__Passage given__.
┄┄┄┄┄┄┄┄┄┄┄┄┄┄┄┄┄┄┄┄
Spread 'em!

Especially if you're packin'!

Kalle Happonen

Geek. Product Owner @CSCfi

Generic disclaimer: OpenStack Juno (but up to Mitaka I haven't seen a way to do this).
Specific disclaimer: The code for this was written by my colleague Risto Laurikainen, and the credit goes to him.

Let's just jump right into it. We have a small scheduling problem in OpenStack Nova. To understand it, let's explain our offerings a bit.

We're traditionally an HPC house, so it's a large part of our OpenStack offering too. We offer non-oversubscribed flavors where you can really use the CPU. These flavors range from 1 CPU Core to full node instances. That is, you get every single core and all the memory of a compute host.

Scheduling these fullnode VMs natrually requires completely free compute hosts. This means we need to have our nova scheduling policy as "pack" (ram_weight_multiplier = -1.0). So the nova scheduler fills up compute nodes before moving to the next. This means that as long as we have any room on the cluster, we can probably schedule fullnode instances.
┄┄┄┄┄┄┄┄┄┄┄┄┄┄┄┄┄┄┄┄
__Tasks for this exercise__.
a) From the Nova scheduling post, please quote the text between "Spread 'em!" and "goes to him.", inclusive.
b) In the Nova scheduling post, which setting and value make the scheduling policy "pack"?
c) According to the Nova scheduling post, why must the scheduling policy be set to "pack"?

__Data rows__.
┄┄┄┄┄┄┄┄┄┄┄┄┄┄┄┄┄┄┄┄
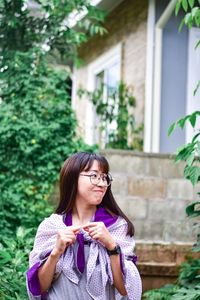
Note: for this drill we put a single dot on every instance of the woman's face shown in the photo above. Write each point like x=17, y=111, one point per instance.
x=90, y=193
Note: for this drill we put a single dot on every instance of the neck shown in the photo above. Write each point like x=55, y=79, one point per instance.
x=82, y=215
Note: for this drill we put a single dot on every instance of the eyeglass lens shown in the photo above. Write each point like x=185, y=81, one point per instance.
x=106, y=179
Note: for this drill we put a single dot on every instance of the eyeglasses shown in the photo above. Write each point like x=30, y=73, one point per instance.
x=95, y=178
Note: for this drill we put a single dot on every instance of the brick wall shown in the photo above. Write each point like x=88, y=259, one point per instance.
┄┄┄┄┄┄┄┄┄┄┄┄┄┄┄┄┄┄┄┄
__Task solutions__.
a)
Spread 'em!

Especially if you're packin'!

Kalle Happonen

Geek. Product Owner @CSCfi

Generic disclaimer: OpenStack Juno (but up to Mitaka I haven't seen a way to do this).
Specific disclaimer: The code for this was written by my colleague Risto Laurikainen, and the credit goes to him.

b) ram_weight_multiplier = -1.0

c) Fullnode VMs need completely free compute hosts. With "pack," the scheduler fills up compute nodes before moving to the next, so as long as the cluster has any room, fullnode instances can probably be scheduled.